TEXTE DE LA PAGE:

—————

Une importance qui se remarque au quotidien à Cluj : des chapelets accrochés aux rétroviseurs aux signes de croix effectués dans le bus à chaque passage devant une église. Sans compter la foule qui s’agglutine de l’intérieur à la sortie des dizaines d’édifices orthodoxes lors des messes dominicales.

Une ferveur religieuse en baisse, après un pic post-communisme

Ovidiu fait habituellement partie de cette foule, malgré quelques réserves : « Je vais à l’église mais je me méfie de l’institution orthodoxe. » Lui y est resté, mais beaucoup de ses amis, comme une partie de la jeunesse roumaine, se sont détournés de ses portes. « Si on s’intéresse aux comportements religieux (assistance aux services, prières, jeûnes, etc.), on constate qu’il y a un affaiblissement plus profond », précise Dani Sandu, qui a cosigné une étude sur la jeunesse de son pays en 2019. Selon cette dernière, 13 % des jeunes assistent à la messe au moins une fois par semaine. C’est deux fois moins que cinq ans auparavant.

—————

DONNÉES FOURNIES:
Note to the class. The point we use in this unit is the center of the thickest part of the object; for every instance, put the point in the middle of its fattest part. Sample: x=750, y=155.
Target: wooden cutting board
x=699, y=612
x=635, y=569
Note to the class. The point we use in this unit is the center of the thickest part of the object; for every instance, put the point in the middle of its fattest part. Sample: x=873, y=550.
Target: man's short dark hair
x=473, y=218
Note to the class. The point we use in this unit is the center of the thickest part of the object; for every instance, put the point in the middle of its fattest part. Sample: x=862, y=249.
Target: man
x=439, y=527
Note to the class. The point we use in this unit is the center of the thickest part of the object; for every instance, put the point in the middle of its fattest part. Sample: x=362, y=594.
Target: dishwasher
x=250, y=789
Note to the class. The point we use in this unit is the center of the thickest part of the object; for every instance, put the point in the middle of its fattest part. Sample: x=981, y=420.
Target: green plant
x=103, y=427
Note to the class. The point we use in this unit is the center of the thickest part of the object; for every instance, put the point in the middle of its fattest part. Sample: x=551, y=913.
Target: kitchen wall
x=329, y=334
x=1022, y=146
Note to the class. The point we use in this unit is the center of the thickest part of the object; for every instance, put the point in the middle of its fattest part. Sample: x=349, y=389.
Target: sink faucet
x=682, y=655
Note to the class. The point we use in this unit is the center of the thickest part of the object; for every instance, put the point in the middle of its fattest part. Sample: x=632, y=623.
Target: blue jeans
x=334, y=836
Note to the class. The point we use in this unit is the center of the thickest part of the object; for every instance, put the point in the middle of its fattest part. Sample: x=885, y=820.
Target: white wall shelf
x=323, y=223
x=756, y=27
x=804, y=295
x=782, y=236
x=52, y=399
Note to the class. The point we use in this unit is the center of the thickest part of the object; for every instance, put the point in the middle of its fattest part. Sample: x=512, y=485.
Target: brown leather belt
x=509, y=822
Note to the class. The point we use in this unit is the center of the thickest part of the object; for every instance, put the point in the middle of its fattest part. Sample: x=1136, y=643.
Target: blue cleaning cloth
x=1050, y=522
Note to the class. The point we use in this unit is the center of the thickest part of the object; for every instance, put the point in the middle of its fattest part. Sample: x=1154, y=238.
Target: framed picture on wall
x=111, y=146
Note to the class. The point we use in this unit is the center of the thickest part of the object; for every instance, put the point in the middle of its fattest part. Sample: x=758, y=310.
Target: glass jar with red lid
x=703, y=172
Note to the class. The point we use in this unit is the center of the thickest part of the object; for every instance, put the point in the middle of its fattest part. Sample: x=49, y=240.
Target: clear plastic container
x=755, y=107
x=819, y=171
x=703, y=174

—————

CONSIGNE A: Restitue le passage de l'extrait sur la religion à Cluj qui va de « Une importance qui » à « des messes dominicales. ».
CONSIGNE B: Présente sous forme de liste JSON de chaînes, à raison d'une chaîne par ligne et sans les lignes vides, les lignes des enregistrements depuis leur première ligne jusqu'à la ligne contenant « x=473, y=218 », celle-ci comprise.

RÉSULTAT A:
Une importance qui se remarque au quotidien à Cluj : des chapelets accrochés aux rétroviseurs aux signes de croix effectués dans le bus à chaque passage devant une église. Sans compter la foule qui s’agglutine de l’intérieur à la sortie des dizaines d’édifices orthodoxes lors des messes dominicales.

RÉSULTAT B:
[
  "Note to the class. The point we use in this unit is the center of the thickest part of the object; for every instance, put the point in the middle of its fattest part. Sample: x=750, y=155.",
  "Target: wooden cutting board",
  "x=699, y=612",
  "x=635, y=569",
  "Note to the class. The point we use in this unit is the center of the thickest part of the object; for every instance, put the point in the middle of its fattest part. Sample: x=873, y=550.",
  "Target: man's short dark hair",
  "x=473, y=218"
]